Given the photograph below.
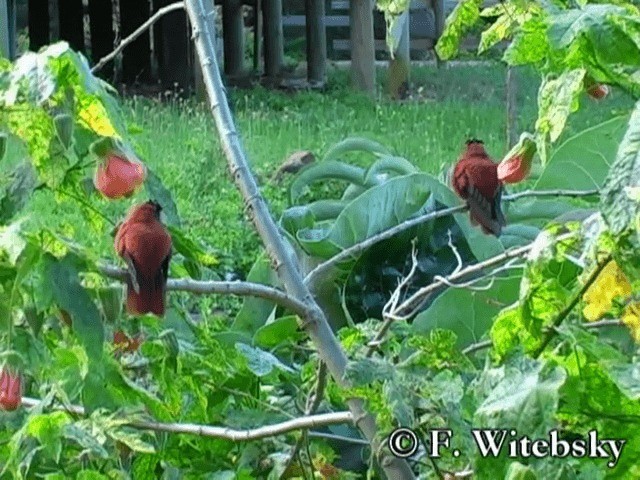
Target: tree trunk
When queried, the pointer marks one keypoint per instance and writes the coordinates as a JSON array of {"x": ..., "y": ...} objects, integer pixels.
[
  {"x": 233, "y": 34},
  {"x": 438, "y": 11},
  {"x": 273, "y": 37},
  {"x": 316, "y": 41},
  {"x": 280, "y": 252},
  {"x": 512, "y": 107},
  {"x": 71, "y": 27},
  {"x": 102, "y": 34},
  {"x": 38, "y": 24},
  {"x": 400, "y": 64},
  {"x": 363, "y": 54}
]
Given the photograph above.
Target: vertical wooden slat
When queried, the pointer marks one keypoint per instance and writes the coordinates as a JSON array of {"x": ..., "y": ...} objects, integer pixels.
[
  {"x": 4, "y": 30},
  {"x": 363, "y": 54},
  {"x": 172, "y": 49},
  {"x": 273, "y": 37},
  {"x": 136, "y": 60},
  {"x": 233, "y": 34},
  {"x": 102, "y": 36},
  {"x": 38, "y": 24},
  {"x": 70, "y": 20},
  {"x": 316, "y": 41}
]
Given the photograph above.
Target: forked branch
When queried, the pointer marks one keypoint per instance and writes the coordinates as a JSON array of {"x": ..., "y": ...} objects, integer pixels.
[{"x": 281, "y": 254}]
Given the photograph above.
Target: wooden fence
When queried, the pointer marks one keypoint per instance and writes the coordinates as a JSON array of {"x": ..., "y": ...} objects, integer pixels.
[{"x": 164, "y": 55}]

++++++++++

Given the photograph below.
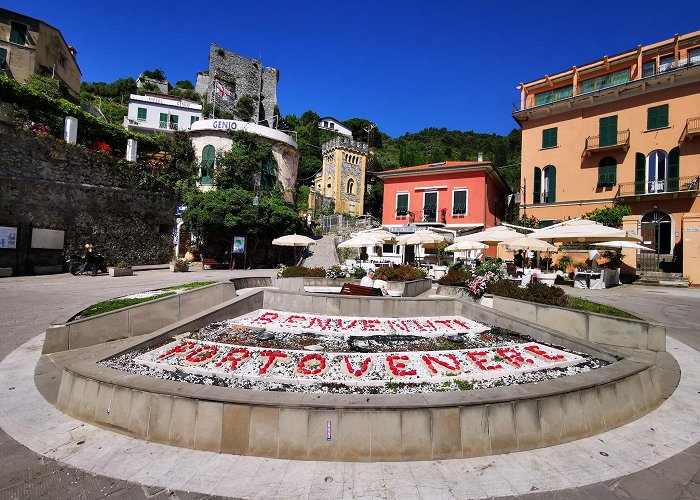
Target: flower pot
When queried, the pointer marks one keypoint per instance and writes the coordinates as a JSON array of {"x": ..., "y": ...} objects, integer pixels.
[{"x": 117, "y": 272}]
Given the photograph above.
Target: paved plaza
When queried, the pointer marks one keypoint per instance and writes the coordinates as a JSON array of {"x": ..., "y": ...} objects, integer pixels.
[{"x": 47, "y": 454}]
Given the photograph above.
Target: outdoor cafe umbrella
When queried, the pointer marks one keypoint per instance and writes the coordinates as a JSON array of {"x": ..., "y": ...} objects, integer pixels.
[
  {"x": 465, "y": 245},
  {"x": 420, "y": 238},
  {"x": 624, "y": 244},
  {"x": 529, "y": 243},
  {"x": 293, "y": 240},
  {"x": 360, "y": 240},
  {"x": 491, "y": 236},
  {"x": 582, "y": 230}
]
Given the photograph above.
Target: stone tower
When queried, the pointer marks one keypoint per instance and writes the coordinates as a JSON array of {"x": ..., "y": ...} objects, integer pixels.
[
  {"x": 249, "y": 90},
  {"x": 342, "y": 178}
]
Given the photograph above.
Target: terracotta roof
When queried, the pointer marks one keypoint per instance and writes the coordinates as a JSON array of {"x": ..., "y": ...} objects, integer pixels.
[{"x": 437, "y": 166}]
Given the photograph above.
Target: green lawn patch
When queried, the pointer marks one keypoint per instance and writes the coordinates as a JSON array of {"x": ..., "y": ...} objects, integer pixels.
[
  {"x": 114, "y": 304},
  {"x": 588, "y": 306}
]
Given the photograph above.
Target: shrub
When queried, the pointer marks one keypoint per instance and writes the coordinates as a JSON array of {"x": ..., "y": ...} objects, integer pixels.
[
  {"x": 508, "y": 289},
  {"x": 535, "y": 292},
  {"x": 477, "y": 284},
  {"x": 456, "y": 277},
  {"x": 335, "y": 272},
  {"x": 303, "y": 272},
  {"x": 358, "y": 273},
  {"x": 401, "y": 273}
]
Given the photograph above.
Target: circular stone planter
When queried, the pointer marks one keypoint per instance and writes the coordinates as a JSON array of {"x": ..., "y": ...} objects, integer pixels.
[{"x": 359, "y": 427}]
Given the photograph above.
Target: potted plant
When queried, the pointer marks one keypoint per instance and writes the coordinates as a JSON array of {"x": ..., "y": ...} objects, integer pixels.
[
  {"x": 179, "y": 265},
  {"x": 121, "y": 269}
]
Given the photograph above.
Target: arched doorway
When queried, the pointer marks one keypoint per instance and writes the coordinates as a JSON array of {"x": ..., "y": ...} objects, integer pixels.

++++++++++

**Short exercise**:
Identify every line in the records above that contains the word "wooden", and copy each of those lines.

**Answer for the task**:
Target: vertical wooden slat
Target: wooden fence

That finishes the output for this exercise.